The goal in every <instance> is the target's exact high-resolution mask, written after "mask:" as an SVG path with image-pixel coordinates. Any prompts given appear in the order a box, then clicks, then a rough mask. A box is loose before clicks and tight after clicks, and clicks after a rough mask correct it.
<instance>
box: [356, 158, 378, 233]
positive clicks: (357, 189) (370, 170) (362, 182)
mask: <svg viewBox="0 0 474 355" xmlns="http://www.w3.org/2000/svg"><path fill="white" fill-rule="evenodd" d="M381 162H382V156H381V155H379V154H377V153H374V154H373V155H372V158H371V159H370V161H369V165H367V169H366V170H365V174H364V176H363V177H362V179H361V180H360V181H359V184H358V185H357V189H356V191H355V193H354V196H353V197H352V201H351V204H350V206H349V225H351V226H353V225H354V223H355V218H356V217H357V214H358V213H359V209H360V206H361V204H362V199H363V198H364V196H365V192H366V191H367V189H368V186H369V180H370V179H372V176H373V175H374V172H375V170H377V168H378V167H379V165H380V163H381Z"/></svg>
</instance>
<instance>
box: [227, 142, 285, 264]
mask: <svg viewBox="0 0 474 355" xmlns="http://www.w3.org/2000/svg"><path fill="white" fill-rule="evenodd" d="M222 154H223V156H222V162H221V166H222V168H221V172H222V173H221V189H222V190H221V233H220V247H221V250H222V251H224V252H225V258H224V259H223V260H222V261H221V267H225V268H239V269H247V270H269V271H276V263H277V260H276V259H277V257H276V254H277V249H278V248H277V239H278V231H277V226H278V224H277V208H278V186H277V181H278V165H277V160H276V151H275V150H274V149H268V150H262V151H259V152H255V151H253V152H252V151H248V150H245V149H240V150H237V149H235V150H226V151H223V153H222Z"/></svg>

#####

WHAT THE TASK REQUIRES: Put every line of the material above into a numbered list, leaving out any blank lines.

RESPONSE AREA:
1. The goal in every <instance> is the target's exact high-resolution mask, written after "mask:" as an SVG path with image-pixel coordinates. Any prompts given appear in the order a box, then clicks, then a rough mask. A box is loose before clicks and tight after clicks, and clicks after a rough mask correct it.
2. <instance>
3. box: [356, 158, 378, 233]
4. positive clicks: (357, 189) (370, 170) (362, 182)
5. mask: <svg viewBox="0 0 474 355" xmlns="http://www.w3.org/2000/svg"><path fill="white" fill-rule="evenodd" d="M381 162H382V156H381V155H379V154H377V153H374V154H373V155H372V158H371V159H370V161H369V165H367V169H366V170H365V174H364V176H363V177H362V179H361V180H360V181H359V184H358V185H357V189H356V191H355V193H354V196H353V197H352V201H351V204H350V206H349V225H351V226H353V225H354V223H355V218H356V217H357V214H358V213H359V209H360V206H361V204H362V199H363V198H364V196H365V192H366V191H367V189H368V186H369V180H370V179H372V176H373V175H374V172H375V170H377V168H378V167H379V165H380V163H381Z"/></svg>
6. </instance>
7. <instance>
8. box: [227, 142, 285, 264]
9. mask: <svg viewBox="0 0 474 355" xmlns="http://www.w3.org/2000/svg"><path fill="white" fill-rule="evenodd" d="M222 154H223V156H222V162H221V166H222V168H221V172H222V173H221V189H222V190H221V233H220V247H221V250H222V251H224V252H225V258H224V259H223V260H222V261H221V267H225V268H239V269H247V270H269V271H276V263H277V260H276V259H277V257H276V254H277V249H278V248H277V239H278V231H277V226H278V224H277V208H278V186H277V181H278V165H277V160H276V151H275V150H274V149H268V150H262V151H259V152H255V151H253V152H252V151H248V150H245V149H240V150H237V149H235V150H226V151H223V153H222Z"/></svg>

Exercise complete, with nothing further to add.